**元の文章**
福井新聞ONLINE 9月20日(木)12時23分配信
若年層対象のデートDV(ドメスティックバイオレンス)防止教育講座が19日、福井県敦賀市立看護専門学校で開かれた。近年、被害が複雑化、深刻化している現状を踏まえて専門家が講演。学生らは健康への影響も含め、理解を深めた。
敦賀市は2002年に女性相談窓口を開設した。男女共同参画室によると、11年度のDVに関する相談件数は21件。本年度は4〜8月の5カ月間で23件あり、既に昨年度の総数を上回っている。警察や法務局とも連携して対応に当たっているが、潜在化している暴力もまだ多いという。
講座は、DVが重大な人権侵害であることを若者に知ってもらい、防止につなげようと、市が高校、短大などで開いている。
この日は、男子学生8人を含め、同専門学校の1、2年生合わせて65人が参加。福井大医学部の長谷川美香教授が「デートDV 気づくこと・学ぶこと」と題して講演した。

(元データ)
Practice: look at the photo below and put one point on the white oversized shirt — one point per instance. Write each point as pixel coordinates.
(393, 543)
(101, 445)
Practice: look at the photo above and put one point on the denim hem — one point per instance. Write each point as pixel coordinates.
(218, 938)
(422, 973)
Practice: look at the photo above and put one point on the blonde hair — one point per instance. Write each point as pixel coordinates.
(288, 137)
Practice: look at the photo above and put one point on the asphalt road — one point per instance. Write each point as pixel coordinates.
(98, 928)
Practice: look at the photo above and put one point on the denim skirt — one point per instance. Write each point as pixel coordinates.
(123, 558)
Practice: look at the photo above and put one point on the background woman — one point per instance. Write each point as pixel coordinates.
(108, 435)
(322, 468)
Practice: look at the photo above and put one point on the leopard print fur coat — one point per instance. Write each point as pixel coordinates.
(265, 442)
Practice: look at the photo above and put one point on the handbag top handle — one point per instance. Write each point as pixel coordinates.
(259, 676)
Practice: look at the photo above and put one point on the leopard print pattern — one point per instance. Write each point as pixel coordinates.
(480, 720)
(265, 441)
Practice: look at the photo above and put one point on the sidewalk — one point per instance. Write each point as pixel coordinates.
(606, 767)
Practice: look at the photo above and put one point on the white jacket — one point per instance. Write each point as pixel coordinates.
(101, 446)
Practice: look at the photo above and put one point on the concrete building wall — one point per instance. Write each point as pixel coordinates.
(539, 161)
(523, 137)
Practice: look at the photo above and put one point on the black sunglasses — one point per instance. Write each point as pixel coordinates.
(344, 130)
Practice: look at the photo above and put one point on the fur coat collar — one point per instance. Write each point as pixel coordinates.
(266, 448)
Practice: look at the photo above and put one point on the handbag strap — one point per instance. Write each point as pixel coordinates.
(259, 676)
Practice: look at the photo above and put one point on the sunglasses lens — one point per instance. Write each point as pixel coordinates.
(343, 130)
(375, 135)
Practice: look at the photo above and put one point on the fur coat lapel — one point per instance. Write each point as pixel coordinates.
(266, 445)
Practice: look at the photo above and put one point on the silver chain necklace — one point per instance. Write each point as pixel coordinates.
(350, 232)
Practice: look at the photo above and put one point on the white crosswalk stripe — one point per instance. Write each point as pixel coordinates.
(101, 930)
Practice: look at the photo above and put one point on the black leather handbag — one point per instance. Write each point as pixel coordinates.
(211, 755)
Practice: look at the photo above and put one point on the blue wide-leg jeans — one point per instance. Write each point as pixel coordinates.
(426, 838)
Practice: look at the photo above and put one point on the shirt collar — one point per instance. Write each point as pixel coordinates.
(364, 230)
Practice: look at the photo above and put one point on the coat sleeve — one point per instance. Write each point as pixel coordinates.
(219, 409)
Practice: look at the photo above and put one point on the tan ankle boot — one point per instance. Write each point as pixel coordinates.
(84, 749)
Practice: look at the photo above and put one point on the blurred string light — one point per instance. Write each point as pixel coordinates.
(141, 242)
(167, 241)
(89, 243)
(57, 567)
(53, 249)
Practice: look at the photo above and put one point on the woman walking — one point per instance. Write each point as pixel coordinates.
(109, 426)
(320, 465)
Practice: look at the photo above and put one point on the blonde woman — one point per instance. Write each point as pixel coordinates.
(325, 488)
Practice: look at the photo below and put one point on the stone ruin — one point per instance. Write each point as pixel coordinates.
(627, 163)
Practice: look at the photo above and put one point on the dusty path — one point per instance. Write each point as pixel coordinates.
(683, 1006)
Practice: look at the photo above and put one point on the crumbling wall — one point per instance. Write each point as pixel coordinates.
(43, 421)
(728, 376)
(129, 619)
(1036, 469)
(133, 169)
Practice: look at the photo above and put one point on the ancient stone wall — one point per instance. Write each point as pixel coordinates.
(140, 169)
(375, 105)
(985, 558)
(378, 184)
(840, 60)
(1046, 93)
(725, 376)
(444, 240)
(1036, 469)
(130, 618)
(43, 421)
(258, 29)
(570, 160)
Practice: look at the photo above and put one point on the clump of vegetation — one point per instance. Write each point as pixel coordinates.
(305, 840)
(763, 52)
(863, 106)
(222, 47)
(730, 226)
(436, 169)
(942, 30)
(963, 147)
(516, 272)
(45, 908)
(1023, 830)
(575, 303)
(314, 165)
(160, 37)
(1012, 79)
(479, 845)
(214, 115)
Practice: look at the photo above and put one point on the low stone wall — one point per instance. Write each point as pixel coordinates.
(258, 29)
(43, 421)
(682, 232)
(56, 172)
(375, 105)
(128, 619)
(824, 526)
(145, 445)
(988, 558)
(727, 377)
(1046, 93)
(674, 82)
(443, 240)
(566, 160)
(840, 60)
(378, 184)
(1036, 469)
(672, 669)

**やること**
[1] デートDV講座の記事から、「福井新聞ONLINE 9月20日(木)12時23分配信」で始まり「ている暴力もまだ多いという。」で終わる部分をそのまま返してください。
[2] デートDV講座の記事について、次の問いに答えてください。
(a) 敦賀市が女性相談窓口を開設したのは何年ですか。
(b) この日の講座に参加した学生は合わせて何人ですか。
(c) 講演をしたのは誰ですか。

**解答**
[1]
福井新聞ONLINE 9月20日(木)12時23分配信
若年層対象のデートDV(ドメスティックバイオレンス)防止教育講座が19日、福井県敦賀市立看護専門学校で開かれた。近年、被害が複雑化、深刻化している現状を踏まえて専門家が講演。学生らは健康への影響も含め、理解を深めた。
敦賀市は2002年に女性相談窓口を開設した。男女共同参画室によると、11年度のDVに関する相談件数は21件。本年度は4〜8月の5カ月間で23件あり、既に昨年度の総数を上回っている。警察や法務局とも連携して対応に当たっているが、潜在化している暴力もまだ多いという。

[2]
(a) 2002年
(b) 65人
(c) 福井大医学部の長谷川美香教授